◆ **MATERIAL SUPPLIED**:
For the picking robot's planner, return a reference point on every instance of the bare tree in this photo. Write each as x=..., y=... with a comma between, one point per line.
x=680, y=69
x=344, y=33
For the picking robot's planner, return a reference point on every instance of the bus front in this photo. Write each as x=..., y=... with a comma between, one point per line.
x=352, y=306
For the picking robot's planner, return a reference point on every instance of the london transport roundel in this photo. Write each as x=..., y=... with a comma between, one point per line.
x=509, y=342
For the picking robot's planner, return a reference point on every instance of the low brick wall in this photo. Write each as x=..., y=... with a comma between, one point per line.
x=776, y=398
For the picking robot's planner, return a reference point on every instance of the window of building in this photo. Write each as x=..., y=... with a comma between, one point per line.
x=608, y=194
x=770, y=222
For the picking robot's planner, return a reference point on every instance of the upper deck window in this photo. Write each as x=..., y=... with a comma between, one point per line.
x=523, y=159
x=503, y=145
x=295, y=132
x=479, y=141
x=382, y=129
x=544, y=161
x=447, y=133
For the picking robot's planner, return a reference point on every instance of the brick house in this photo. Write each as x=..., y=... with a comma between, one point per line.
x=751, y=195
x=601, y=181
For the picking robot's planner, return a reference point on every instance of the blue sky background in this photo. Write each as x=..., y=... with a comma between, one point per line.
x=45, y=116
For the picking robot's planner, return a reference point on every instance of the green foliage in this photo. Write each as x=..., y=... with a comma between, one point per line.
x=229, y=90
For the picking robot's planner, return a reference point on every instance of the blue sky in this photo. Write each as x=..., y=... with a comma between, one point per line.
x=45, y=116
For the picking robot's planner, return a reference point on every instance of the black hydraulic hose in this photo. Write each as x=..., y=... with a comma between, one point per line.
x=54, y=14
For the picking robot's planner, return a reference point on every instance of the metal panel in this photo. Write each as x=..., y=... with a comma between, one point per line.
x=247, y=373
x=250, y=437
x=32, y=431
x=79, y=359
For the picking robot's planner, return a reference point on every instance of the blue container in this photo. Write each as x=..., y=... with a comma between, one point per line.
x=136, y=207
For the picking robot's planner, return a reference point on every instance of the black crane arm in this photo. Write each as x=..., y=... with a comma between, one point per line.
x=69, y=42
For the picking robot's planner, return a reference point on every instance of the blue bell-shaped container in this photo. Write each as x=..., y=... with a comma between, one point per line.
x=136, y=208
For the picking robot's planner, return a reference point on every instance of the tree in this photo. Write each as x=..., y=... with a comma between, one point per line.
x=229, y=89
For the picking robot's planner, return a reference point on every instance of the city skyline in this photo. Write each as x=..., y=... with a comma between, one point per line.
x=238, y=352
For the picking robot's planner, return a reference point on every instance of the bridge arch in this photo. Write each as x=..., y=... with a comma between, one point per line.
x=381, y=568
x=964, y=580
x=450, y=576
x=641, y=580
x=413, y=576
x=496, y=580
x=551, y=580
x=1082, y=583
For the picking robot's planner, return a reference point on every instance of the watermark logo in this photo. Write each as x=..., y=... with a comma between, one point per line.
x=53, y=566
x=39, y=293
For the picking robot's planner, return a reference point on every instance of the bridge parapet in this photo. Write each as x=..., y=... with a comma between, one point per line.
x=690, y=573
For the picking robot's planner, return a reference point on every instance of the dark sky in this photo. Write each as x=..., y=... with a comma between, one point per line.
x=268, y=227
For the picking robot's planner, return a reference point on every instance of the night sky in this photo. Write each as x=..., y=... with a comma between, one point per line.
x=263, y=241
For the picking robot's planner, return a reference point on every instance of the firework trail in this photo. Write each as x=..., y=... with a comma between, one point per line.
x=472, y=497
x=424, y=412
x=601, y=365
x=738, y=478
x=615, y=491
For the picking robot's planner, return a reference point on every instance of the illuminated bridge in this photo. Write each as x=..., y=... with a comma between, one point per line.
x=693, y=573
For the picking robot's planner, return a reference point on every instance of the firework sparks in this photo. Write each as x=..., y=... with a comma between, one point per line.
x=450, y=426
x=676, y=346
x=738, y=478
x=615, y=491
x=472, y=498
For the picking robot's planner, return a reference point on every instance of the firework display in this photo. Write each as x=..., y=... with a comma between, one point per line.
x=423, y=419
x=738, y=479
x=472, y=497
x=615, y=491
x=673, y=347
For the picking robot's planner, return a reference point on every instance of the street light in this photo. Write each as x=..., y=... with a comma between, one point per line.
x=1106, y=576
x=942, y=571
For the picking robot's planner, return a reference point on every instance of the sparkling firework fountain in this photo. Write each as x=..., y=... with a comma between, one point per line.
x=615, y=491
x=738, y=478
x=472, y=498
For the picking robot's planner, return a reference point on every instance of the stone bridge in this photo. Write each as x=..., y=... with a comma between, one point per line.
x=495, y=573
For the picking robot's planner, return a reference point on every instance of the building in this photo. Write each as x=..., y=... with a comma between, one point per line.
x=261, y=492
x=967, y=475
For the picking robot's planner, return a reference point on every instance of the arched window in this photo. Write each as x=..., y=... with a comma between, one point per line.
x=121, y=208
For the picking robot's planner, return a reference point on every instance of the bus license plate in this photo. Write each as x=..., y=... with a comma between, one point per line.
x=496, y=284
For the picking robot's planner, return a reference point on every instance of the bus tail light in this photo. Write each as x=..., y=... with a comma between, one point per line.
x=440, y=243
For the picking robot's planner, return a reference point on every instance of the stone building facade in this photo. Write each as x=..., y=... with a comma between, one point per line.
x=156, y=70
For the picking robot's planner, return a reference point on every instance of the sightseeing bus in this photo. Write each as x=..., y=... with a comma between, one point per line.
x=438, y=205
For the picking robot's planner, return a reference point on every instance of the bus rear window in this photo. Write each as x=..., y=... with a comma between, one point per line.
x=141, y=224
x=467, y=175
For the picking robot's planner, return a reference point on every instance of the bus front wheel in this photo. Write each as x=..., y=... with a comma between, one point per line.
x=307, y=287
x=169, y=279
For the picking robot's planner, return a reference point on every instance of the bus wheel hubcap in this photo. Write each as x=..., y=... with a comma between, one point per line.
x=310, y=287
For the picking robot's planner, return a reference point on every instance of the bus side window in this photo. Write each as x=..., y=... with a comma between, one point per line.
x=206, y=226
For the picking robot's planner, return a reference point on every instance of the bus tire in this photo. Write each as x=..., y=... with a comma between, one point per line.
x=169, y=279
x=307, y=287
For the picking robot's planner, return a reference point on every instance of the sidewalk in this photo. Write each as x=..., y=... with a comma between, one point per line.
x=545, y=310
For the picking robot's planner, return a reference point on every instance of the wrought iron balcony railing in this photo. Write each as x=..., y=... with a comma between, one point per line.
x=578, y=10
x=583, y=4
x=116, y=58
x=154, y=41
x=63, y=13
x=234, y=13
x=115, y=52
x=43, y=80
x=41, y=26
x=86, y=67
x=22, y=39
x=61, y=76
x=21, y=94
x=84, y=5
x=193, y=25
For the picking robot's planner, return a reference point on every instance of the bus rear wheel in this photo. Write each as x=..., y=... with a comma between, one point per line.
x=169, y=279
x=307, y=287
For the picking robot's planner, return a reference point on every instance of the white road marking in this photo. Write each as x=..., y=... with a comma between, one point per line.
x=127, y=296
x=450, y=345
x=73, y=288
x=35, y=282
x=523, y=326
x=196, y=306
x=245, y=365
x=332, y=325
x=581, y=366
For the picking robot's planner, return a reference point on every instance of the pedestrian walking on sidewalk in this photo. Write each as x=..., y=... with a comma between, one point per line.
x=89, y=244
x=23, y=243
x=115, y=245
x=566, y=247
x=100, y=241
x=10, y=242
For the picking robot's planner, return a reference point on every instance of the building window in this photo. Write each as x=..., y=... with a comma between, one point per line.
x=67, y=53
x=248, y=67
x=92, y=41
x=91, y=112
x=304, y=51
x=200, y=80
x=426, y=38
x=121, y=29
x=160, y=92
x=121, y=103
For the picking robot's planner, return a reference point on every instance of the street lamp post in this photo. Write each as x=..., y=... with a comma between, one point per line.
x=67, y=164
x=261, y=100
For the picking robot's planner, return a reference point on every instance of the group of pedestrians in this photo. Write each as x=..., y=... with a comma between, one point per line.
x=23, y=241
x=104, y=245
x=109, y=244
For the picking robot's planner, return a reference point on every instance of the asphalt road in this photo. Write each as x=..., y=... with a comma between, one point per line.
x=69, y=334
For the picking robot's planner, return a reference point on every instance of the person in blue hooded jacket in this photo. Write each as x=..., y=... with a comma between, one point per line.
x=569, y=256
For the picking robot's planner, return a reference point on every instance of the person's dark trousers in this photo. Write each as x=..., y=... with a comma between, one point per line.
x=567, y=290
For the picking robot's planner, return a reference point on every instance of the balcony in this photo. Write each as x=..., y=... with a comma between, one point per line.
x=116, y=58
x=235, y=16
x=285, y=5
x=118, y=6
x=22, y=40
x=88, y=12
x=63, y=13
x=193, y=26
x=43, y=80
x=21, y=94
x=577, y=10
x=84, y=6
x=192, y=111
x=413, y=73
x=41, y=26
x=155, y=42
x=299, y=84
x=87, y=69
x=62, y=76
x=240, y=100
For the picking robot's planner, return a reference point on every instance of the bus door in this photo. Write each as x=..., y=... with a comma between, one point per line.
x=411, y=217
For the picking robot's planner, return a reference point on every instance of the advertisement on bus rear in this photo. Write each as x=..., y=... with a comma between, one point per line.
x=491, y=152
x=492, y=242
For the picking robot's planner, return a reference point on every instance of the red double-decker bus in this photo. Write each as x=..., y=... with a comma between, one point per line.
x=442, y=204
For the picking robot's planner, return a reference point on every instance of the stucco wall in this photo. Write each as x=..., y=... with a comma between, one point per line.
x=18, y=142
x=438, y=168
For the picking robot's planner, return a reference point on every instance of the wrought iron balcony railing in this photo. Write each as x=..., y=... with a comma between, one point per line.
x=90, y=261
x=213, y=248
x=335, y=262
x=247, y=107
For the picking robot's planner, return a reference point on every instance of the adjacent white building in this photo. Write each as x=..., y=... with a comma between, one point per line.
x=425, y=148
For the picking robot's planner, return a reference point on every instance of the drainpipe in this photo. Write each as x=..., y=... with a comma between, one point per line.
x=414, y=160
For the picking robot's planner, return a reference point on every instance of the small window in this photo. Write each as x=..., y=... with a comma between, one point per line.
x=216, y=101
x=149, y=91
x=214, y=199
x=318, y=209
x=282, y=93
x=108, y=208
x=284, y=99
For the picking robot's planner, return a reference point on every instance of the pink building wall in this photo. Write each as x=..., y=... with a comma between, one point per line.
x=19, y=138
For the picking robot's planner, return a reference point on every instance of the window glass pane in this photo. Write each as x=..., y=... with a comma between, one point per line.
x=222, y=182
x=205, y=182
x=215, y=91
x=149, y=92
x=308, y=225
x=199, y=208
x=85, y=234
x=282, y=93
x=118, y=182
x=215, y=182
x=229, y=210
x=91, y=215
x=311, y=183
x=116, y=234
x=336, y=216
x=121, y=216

◆ **REQUIRED TASK**: Print from the line containing "of the stucco" to the last line above, exactly as written.

◆ **THE COMPLETED TASK**:
For the picking robot's planner, return a reference point on every instance of the stucco wall in this photo. Write each as x=..., y=... with a comma between, one point per line.
x=18, y=142
x=438, y=168
For the picking robot's planner, return a reference point on every instance of the wrought iron balcony railing in this photo. Write each as x=..., y=... with a comma between, one point per line.
x=90, y=261
x=213, y=248
x=335, y=262
x=247, y=107
For the picking robot's planner, return a reference point on every instance of the adjacent white building in this photo. Write each as x=..., y=... with a comma between, one point per line.
x=425, y=148
For the picking robot's planner, return a reference point on every instance of the drainpipe in this photo. Write each as x=..., y=... with a comma between, one point per line.
x=414, y=160
For the picking robot's planner, return a reference point on every instance of the small window in this photo. Write each as x=..., y=... with a comma between, one point per line.
x=216, y=101
x=149, y=91
x=214, y=199
x=318, y=209
x=282, y=93
x=108, y=208
x=284, y=99
For the picking robot's planner, return a reference point on every instance of the pink building wall in this photo. Write each as x=..., y=... with a comma between, one point per line.
x=19, y=138
For the picking robot's planner, return a reference point on every instance of the window glass pane in this photo. Write each as x=..., y=... with a comma between, one point per line.
x=222, y=182
x=205, y=182
x=215, y=91
x=149, y=92
x=308, y=225
x=199, y=208
x=85, y=234
x=282, y=93
x=118, y=182
x=215, y=182
x=229, y=210
x=91, y=215
x=311, y=183
x=116, y=234
x=336, y=216
x=121, y=216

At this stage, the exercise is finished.